> [Work to complete]:
Copy the lines of the items below without any changes, from the line with "Task: pick out black" to the line with "<point>313,77</point>", including both of those lines.

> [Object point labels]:
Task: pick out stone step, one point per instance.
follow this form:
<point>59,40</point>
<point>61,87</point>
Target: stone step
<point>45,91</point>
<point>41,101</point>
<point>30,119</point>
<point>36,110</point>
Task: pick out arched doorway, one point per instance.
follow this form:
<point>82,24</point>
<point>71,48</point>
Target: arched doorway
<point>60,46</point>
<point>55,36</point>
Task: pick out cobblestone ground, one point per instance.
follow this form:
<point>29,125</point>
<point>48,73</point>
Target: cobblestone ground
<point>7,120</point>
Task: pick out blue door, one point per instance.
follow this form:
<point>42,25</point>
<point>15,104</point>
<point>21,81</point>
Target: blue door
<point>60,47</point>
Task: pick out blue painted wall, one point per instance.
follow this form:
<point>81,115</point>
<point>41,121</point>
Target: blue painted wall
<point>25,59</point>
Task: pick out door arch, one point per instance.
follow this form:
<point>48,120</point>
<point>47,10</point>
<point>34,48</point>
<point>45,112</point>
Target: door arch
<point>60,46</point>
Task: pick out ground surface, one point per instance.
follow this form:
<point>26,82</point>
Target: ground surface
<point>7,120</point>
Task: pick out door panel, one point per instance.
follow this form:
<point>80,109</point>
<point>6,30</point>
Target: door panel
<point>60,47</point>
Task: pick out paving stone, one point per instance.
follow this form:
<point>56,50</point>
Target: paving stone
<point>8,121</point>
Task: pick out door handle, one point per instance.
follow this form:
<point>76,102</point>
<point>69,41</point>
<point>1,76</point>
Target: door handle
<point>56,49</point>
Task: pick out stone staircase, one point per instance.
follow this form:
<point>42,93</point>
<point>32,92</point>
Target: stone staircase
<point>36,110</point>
--
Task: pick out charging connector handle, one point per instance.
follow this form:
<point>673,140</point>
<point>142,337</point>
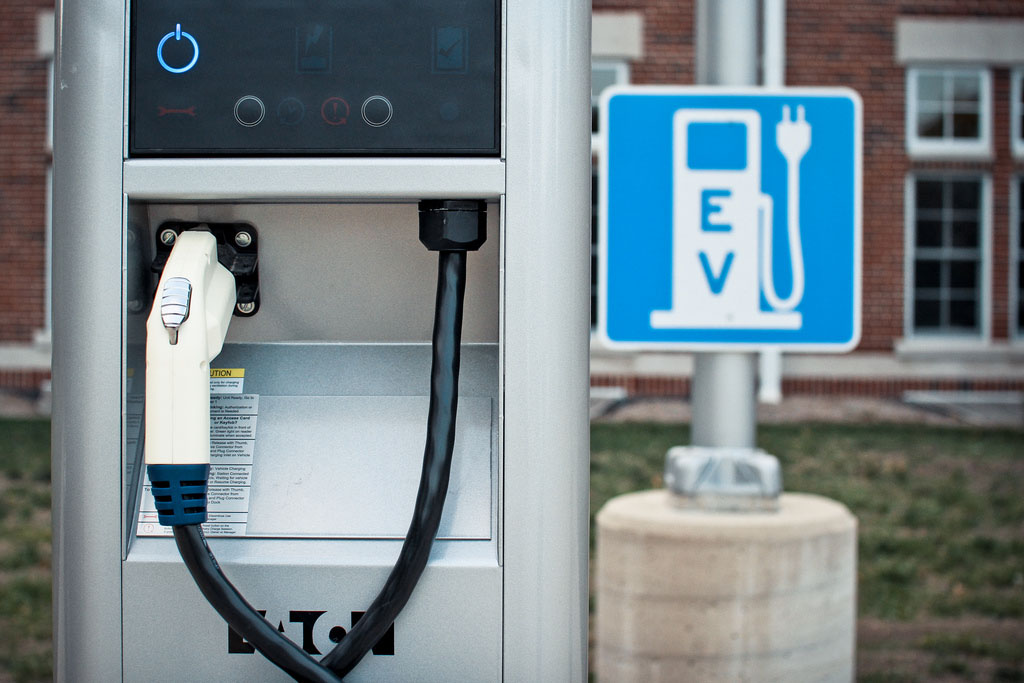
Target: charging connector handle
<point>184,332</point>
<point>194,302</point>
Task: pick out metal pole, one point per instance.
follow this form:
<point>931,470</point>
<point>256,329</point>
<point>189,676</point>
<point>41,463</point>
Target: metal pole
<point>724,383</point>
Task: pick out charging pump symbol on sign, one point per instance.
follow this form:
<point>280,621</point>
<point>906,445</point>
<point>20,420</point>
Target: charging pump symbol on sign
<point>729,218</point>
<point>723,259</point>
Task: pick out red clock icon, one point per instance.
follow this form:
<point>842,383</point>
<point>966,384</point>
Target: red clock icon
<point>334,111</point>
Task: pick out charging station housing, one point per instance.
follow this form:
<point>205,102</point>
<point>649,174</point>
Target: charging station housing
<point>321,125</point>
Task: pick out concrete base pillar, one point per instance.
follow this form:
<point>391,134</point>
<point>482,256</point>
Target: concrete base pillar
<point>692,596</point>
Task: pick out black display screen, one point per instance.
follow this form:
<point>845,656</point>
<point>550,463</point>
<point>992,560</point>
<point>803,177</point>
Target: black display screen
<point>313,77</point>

> [Completed exercise]:
Task: pick out black display screen, one point per instance.
follow this form:
<point>845,656</point>
<point>550,463</point>
<point>992,560</point>
<point>803,177</point>
Target: black display screen
<point>313,77</point>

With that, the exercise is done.